◆ **Data for review**
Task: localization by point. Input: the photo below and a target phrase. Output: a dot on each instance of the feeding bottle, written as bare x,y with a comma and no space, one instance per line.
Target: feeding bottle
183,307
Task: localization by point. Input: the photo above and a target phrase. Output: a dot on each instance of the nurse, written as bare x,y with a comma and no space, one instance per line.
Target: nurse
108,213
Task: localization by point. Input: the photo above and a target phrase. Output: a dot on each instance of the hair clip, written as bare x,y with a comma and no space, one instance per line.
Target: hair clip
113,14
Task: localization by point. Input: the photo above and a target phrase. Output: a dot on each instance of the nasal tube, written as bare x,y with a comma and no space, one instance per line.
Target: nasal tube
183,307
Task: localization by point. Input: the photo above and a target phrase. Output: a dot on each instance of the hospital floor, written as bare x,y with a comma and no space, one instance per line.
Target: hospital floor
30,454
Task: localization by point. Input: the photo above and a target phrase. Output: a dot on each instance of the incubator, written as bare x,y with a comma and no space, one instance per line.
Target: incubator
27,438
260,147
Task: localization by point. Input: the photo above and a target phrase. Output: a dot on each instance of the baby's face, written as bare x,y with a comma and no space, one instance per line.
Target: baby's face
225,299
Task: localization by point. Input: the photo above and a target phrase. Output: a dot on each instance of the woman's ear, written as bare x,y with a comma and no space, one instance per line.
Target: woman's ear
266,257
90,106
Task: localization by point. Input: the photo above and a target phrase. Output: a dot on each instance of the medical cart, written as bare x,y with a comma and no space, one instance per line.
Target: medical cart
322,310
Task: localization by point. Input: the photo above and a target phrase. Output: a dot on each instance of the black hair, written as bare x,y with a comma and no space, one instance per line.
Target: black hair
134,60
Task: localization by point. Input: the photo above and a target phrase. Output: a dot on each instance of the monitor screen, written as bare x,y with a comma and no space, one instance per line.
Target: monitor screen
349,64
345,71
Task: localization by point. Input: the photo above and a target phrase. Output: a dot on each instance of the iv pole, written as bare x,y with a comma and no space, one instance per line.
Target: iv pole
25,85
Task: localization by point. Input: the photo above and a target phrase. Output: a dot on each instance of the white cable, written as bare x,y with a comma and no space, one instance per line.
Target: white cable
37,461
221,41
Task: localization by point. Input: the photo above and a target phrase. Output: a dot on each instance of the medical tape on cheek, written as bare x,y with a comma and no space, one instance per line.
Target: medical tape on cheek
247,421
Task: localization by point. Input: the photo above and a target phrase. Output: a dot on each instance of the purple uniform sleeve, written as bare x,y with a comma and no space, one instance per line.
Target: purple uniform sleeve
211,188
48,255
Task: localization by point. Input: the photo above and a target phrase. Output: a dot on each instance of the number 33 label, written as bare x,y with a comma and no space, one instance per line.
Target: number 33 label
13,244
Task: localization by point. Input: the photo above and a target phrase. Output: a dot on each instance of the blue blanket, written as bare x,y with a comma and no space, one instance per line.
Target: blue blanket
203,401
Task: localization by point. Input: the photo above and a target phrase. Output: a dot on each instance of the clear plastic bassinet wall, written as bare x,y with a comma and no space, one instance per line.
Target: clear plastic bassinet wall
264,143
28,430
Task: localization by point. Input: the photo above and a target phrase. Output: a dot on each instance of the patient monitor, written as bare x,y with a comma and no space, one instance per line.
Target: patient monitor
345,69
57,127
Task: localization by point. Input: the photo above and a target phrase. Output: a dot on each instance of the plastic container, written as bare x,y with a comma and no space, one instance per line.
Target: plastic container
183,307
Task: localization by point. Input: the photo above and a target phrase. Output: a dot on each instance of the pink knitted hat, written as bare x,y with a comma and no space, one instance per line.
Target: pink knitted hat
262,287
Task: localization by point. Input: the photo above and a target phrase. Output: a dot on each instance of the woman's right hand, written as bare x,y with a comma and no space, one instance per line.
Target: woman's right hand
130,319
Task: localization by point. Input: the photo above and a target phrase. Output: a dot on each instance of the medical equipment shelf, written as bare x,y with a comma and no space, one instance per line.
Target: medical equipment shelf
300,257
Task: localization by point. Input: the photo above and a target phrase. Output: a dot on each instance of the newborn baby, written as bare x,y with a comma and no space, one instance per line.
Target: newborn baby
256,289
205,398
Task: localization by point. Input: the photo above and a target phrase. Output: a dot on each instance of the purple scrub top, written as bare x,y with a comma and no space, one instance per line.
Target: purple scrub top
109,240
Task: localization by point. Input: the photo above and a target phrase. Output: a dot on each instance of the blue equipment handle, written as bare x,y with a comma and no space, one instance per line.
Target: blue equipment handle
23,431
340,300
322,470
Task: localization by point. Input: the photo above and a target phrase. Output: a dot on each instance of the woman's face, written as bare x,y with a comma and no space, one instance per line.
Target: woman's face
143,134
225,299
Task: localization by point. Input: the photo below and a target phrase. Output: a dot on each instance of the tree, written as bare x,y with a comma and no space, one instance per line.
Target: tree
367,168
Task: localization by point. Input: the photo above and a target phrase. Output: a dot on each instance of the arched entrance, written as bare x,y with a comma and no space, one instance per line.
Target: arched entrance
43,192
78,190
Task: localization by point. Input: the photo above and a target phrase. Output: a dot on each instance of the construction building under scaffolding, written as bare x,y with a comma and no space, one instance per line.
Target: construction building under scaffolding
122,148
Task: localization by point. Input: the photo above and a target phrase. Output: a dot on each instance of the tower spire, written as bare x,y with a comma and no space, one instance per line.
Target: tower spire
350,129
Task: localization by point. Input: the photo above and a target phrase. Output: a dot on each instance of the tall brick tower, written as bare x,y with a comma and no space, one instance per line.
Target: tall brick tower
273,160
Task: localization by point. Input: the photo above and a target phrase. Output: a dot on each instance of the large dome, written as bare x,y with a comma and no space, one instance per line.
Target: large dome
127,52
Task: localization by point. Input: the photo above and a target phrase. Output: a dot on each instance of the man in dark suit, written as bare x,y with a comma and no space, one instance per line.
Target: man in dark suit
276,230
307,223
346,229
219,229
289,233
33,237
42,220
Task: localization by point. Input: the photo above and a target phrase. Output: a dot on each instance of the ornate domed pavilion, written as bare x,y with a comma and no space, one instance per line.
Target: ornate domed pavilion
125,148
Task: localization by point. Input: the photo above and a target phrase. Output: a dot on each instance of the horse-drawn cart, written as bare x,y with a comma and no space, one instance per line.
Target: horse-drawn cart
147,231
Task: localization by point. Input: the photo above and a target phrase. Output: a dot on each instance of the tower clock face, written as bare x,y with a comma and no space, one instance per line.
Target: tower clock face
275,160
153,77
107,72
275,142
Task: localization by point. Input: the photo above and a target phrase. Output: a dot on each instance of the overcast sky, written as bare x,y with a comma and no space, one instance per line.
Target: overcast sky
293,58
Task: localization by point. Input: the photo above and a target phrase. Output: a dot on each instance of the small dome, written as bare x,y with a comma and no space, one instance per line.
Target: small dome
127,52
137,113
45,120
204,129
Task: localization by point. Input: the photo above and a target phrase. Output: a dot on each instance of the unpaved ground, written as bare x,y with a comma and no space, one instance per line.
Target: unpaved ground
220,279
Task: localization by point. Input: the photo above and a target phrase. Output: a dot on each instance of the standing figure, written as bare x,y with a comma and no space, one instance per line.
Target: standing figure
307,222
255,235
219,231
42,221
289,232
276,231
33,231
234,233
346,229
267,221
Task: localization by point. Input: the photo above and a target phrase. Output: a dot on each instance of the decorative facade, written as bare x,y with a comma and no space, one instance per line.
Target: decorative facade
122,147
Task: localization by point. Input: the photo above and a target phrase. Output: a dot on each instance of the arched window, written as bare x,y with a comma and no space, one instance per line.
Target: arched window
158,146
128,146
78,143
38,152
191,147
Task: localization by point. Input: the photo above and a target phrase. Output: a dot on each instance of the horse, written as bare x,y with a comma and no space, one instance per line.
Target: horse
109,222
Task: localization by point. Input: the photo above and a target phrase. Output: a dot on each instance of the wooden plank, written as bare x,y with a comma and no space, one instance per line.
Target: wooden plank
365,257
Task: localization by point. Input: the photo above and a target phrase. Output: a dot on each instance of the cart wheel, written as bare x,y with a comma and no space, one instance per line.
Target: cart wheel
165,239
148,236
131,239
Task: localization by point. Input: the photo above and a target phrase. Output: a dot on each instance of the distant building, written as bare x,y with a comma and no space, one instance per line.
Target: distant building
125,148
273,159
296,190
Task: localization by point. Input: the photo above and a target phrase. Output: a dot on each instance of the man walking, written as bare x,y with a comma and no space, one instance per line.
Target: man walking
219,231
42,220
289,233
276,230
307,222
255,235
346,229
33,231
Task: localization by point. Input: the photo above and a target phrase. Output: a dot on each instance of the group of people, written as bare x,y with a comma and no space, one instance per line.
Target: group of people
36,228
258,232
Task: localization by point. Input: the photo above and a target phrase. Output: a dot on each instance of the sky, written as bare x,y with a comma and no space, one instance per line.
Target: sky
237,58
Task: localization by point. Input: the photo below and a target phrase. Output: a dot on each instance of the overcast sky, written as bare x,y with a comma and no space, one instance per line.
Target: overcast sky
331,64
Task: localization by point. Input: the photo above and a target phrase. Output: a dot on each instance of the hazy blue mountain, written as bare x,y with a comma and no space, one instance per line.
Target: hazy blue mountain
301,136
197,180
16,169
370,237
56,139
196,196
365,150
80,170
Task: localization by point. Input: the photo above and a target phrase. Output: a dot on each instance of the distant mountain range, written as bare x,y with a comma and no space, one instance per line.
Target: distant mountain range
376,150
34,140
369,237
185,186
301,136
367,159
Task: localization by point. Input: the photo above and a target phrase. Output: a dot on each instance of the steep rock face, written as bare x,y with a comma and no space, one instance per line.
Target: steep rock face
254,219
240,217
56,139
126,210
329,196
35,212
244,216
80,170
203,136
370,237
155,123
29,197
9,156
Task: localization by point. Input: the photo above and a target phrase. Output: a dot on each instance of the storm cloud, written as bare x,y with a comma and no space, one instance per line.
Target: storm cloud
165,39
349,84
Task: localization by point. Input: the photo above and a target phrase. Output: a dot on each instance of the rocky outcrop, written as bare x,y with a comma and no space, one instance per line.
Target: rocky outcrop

◆ **Assignment**
Your answer must consist of every line from the listing that holds the string "rocky".

◆ **Response for this exercise**
Task: localization by point. Input: the photo above and a target phrase. Output: a dot on each instance of the rocky outcrop, written as bare x,y with a comma and no space, one instance per line.
Target: rocky outcrop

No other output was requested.